§ Exercise directions: Retype the tail of the data exactly, starting at the line containing "of the overcast" and stopping at the last line.

****

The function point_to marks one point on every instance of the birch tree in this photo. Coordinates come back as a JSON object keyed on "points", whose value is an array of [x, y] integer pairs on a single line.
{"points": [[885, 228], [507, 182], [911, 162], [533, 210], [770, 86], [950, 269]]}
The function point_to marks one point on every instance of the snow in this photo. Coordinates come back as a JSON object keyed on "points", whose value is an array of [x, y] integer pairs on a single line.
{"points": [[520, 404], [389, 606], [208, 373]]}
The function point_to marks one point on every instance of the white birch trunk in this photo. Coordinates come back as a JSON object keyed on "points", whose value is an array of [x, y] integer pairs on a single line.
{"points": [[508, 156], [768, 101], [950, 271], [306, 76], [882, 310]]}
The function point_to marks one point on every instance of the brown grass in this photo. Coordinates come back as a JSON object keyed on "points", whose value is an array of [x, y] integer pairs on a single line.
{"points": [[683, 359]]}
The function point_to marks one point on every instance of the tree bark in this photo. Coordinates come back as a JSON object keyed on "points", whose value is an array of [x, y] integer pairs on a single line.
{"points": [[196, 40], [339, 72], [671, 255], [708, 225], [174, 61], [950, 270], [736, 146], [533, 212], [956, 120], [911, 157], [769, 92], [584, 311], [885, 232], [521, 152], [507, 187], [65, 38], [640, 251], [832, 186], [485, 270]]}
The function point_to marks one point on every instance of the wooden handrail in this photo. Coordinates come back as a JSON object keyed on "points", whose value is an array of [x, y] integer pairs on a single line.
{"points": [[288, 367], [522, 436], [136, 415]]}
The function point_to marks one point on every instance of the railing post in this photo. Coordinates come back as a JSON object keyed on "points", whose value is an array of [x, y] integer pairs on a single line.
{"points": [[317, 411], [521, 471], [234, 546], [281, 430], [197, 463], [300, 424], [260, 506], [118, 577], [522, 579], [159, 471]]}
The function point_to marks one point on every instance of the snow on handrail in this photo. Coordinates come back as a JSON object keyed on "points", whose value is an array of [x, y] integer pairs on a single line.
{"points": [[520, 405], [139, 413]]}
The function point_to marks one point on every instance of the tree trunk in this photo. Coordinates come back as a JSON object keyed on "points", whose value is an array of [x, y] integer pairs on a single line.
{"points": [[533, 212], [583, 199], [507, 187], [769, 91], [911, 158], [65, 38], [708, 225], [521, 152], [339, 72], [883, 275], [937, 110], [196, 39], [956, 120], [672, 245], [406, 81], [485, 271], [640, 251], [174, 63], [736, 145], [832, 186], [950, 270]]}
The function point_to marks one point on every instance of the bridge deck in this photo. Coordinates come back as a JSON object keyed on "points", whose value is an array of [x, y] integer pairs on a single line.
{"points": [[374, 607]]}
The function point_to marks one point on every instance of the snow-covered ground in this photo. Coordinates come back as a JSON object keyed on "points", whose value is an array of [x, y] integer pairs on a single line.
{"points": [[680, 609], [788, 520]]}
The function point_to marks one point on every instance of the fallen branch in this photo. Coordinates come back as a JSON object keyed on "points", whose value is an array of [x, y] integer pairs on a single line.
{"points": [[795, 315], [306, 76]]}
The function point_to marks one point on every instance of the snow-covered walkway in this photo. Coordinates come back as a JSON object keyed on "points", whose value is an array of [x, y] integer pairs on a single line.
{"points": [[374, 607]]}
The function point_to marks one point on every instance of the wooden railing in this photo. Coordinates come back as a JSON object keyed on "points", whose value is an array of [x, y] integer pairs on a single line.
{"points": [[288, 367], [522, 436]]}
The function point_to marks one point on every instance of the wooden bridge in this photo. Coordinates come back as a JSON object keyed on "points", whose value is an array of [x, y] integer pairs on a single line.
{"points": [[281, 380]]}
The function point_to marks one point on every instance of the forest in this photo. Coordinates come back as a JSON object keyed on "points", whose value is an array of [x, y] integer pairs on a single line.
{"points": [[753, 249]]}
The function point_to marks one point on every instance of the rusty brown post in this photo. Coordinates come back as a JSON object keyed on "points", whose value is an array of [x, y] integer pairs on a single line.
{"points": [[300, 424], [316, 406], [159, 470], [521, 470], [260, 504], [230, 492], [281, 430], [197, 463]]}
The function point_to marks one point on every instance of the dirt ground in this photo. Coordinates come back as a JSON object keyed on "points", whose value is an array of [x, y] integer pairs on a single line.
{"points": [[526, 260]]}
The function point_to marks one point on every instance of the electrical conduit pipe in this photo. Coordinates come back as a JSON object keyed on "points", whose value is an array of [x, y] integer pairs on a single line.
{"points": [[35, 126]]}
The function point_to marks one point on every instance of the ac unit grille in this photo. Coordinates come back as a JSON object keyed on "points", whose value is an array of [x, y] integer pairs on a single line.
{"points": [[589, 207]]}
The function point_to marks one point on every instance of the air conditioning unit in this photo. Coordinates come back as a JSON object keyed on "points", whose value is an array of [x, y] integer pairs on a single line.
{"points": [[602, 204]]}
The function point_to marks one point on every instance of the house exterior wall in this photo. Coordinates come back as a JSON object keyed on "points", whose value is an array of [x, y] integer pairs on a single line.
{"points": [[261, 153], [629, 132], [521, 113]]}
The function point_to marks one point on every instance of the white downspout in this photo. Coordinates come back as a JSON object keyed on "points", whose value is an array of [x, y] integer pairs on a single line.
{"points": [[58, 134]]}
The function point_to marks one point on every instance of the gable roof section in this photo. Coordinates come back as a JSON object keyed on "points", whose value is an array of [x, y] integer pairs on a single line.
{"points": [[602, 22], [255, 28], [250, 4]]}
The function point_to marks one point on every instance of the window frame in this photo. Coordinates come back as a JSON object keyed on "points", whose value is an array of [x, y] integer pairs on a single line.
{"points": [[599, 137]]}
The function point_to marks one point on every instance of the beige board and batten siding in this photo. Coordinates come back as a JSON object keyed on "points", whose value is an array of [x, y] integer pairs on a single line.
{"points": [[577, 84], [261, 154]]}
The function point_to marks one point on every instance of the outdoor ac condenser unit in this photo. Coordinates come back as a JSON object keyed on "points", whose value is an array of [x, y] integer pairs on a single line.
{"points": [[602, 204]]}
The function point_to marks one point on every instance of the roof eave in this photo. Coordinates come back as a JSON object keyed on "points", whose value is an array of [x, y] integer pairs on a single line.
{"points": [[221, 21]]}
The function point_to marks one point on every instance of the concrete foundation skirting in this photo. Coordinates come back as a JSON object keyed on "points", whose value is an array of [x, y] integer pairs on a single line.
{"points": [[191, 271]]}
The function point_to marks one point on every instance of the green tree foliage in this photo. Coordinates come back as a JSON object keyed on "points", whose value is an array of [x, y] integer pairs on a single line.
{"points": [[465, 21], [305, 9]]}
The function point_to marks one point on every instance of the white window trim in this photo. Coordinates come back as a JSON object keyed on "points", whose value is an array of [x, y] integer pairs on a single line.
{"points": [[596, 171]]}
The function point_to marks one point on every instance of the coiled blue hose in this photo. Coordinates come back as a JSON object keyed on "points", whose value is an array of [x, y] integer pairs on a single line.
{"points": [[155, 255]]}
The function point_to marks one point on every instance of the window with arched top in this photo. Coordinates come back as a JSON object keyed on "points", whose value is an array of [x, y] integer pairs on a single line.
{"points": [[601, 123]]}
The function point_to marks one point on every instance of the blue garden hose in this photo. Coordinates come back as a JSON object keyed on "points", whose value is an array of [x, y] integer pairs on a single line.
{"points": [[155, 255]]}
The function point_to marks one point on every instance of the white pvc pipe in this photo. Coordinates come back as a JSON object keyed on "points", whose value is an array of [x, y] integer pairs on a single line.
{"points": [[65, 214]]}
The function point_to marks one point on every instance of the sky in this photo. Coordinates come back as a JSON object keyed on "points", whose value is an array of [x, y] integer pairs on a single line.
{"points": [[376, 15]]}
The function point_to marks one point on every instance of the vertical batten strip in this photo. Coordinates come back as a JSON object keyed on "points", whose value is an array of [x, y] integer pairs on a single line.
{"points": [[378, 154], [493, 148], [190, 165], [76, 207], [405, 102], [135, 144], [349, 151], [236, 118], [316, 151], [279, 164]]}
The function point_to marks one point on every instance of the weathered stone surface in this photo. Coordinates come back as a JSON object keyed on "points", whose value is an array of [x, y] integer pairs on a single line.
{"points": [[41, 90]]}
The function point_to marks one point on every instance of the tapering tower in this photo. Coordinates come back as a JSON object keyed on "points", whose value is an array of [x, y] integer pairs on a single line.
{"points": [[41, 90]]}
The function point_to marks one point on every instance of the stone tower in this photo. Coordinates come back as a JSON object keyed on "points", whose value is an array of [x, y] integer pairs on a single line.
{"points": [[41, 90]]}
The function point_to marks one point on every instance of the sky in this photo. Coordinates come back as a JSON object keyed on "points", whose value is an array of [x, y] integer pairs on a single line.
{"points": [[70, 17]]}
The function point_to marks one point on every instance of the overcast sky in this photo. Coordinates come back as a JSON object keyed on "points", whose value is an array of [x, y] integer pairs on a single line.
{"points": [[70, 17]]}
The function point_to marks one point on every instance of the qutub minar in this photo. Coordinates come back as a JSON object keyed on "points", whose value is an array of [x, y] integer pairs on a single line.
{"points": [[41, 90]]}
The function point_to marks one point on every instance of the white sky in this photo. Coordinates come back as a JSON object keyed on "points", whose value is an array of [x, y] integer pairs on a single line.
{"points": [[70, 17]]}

****

§ Answer to the task:
The function point_to marks one point on every instance of the overcast sky in this photo. Coordinates come back as a JSON object keyed on "points", whose value is an array of [x, y] integer pairs on a single line.
{"points": [[70, 17]]}
The function point_to marks one point on every instance of the qutub minar in this photo. Coordinates come back as a JSON object keyed on "points", whose value is an array of [x, y] integer pairs on a single line.
{"points": [[41, 90]]}
The function point_to marks one point on every instance of the white sky in this photo. Coordinates come back as a JSON object keyed on "points", whose value is an array of [x, y] integer pairs on a single line.
{"points": [[70, 17]]}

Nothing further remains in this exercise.